Built with BigQuery: How Connected-Stories leverages Google Data Cloud and AI/ML for creating personalized Ad Experiences
Dr. Ali Arsanjani
Director AI/ML Partner Engineering, Google
Data Product Director, Connected-Stories
Try Google Cloud
Start building on Google Cloud with $300 in free credits and 20+ always free products.Free trial
Editor’s note: The post is part of a series highlighting our awesome partners, and their solutions, that are Built with BigQuery
In the field of producing engaging video content such as ads, many marketers ignore the power of data to improve their creative efforts to meet the consumers' need for personalized messages. The demand for creative tech to efficiently personalize is real as marketers need personalized video Ads to reach their audience with the right message at the right time. Data, Insights and Technology are the main ingredients to deliver this value while ensuring security and privacy requirements are met. The Connected-Stories team partnered with Google Cloud to build a platform for Ad personalization. Google Data Cloud and BigQuery are at the forefront to assimilate data, leverage ML models, create personalized ads, and capitalize on real-time intelligence as the core features of the Connected-Stories NEXT platform.
Connected-Stories NEXT is an end-to-end creative management platform to develop, serve, and optimize interactive video and display ads that scale across any channel. The platform ingests first-party data to create custom ML models, measure numerous third-party data points to help brands develop unique customer journeys and create videos that their data signals can drive. An intelligent feedback loop passes real-time data back, enabling brands to make data-driven and actionable video ads that take the brand’s campaigns to the next level.
The core use case of the NEXT platform revolves around collecting user’s interaction data and optimizing for precision and speed to create an actionable Ad experience that is personalized for each user. The platform processes complex data points to create interactive data visualizations that allow for accurate analysis. The platform uses Vertex AI to access managed tools, workflows, and infrastructure to build, deploy, and scale ML models that have improved the accuracy to identify segments for further analysis.
The platform ingests 200M data events with peaks and valleys of activity. These events are processed to generate dashboards that enable users to visualize metrics based on filters in real-time. These dashboards have high performance requirements in terms of a responsive user interface under constantly changing data dimensions.
Google Cloud’s serverless stack coupled with limitless data cloud infrastructure has been the core to the NEXT platform’s data-driven innovation. The growing volume of data ingested, streamed and processed were scaled uniformly across the compute, storage and analytical layers of solution. A lean development team at Connected-Stories were able to focus all-in on the solution, while the serverless stack scaled, lowered attack service in terms of security and optimized the cost footprint through pay-as-you-go features.
BigQuery has been the backbone to support the vast amounts of data spreading over multiple geos resulting in workloads running at petabyte scale. BigQuery’s fully managed serverless architecture, real-time streaming, built-in machine learning and rich business intelligence capabilities distinguishes itself from a cloud data warehouse. It is the foundation needed to approach data and serve users in an unlimited number of ways. For an application with zero tolerance for failure, given its fully managed nature, BigQuery handles replication, recovery, data distributed optimization and management.

━━━━━━━━

BRIEF 1 -
Copy out every line of the records that contains the string "church", treating uppercase and lowercase letters as different.
BRIEF 2 -
Write the next part of the article on Connected-Stories and BigQuery, picking up after its final sentence.
The article on Connected-Stories and BigQuery is unrelated to the records.

━━━━━━━━

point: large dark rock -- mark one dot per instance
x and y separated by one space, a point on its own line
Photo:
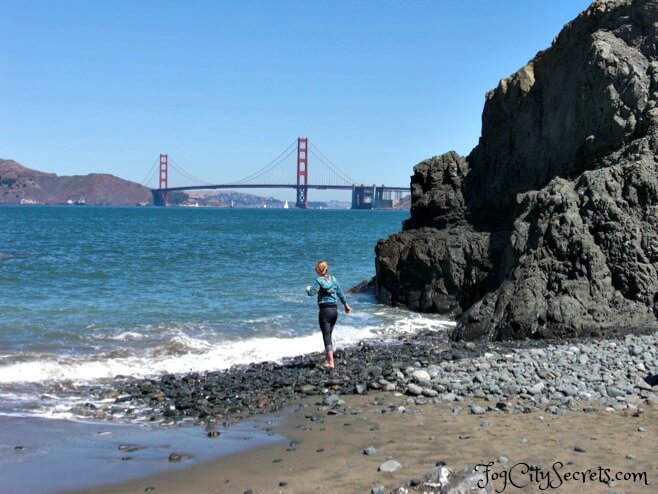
549 227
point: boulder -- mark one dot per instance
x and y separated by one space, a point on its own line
548 229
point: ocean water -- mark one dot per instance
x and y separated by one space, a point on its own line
90 293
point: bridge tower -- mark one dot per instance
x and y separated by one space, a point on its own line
302 172
160 195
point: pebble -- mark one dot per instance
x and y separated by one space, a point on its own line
390 466
548 377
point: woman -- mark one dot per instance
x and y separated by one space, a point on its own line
329 292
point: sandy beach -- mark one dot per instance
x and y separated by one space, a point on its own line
325 452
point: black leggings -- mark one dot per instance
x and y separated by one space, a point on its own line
327 318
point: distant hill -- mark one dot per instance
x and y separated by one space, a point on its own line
21 185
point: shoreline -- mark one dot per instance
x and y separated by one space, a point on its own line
46 456
465 401
326 451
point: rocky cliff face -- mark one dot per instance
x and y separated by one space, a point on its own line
549 228
20 184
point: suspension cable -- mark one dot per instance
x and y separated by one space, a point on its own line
341 175
187 175
270 166
150 174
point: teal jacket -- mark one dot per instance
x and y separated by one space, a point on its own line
327 289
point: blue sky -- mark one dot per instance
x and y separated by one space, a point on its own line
223 87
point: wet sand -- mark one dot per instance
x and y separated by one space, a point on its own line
325 453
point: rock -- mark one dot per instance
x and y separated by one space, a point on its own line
414 389
370 451
548 228
389 466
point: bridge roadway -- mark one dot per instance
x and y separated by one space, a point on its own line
363 196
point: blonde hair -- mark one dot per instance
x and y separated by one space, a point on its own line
322 267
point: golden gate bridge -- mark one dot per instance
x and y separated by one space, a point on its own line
275 175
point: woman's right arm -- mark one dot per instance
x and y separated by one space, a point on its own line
312 289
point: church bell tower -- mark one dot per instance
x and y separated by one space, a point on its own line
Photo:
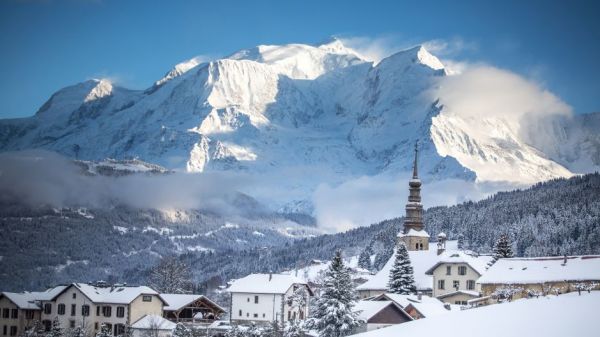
413 235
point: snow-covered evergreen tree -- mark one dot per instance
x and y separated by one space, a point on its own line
364 259
294 329
402 280
77 332
182 331
171 276
334 314
234 332
502 249
56 330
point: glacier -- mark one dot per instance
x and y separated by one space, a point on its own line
297 116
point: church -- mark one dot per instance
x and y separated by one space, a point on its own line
416 239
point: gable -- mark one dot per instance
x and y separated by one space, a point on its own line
391 314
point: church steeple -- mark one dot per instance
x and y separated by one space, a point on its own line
413 234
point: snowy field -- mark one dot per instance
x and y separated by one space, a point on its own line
562 316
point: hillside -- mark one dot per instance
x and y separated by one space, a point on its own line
553 218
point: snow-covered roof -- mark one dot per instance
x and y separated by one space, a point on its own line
543 269
179 301
528 317
265 284
153 322
28 300
413 232
420 260
461 292
477 263
367 309
115 294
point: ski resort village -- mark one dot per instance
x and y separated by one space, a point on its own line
430 286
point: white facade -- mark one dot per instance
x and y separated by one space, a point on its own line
115 307
266 304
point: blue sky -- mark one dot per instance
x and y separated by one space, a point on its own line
49 44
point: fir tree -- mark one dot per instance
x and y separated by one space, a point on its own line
402 280
364 259
56 330
334 315
78 332
234 332
502 249
182 331
293 329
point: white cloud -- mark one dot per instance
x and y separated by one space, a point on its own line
367 200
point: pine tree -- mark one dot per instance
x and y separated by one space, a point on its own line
56 330
502 249
234 332
402 280
334 315
171 276
293 329
182 331
364 259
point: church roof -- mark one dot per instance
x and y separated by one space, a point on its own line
413 232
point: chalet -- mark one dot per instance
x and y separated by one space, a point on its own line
417 306
191 308
91 305
18 311
523 277
455 275
380 314
264 298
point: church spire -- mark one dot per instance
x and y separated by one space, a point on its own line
415 173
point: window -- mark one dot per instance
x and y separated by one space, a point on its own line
119 329
48 308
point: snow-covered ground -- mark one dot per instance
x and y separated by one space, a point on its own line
554 316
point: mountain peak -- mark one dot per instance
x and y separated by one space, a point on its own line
418 54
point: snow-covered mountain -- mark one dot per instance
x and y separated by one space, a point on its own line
314 113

━━━━━━━━

EXERCISE ANSWER 1 -
point: church bell tower -- mark one dot per instance
point: church -- mark one dot per instance
point: church steeple -- mark one dot per instance
point: church roof -- mark one dot per instance
point: church spire -- mark one dot per instance

EXERCISE ANSWER 2 -
The platform's requirements include the need for low maintenance, constantly ingesting and refreshing data and smart-tuning of aggregated data. These capabilities can be implemented by BigQuery’s materialized views feature. Materialized views are useful for precomputed views that regularly cache query results for better performance. These views possess the innate feature to read only the delta change from base tables and calculate the up-to-date aggregations. Materialized views impart faster outputs and consume fewer resources while reducing the cost footprint.
Some key considerations in using Google cloud and focusing on the Serverless stack include: quick onboarding to development, prototyping in short sprints and ease of preparing data in a rapidly changing environment. Typical considerations around low code / no code include data transformation, aggregation and reduced deployment time. These considerations are fulfilled through using serverless capabilities within Google Cloud such as PubSub, Cloud Storage, Cloud Run, Cloud Composer, Dataflow and BigQuery as described in the Architecture diagram below. The use of each of these components and services are described below.
Input/Ingest: At a high-level, microservices hosted in Cloud Run collect and aggregate incoming Ads events.
Enrichment: The output of this stage is a Pub-Sub message enriched with more attributes based on a pre-configured campaign.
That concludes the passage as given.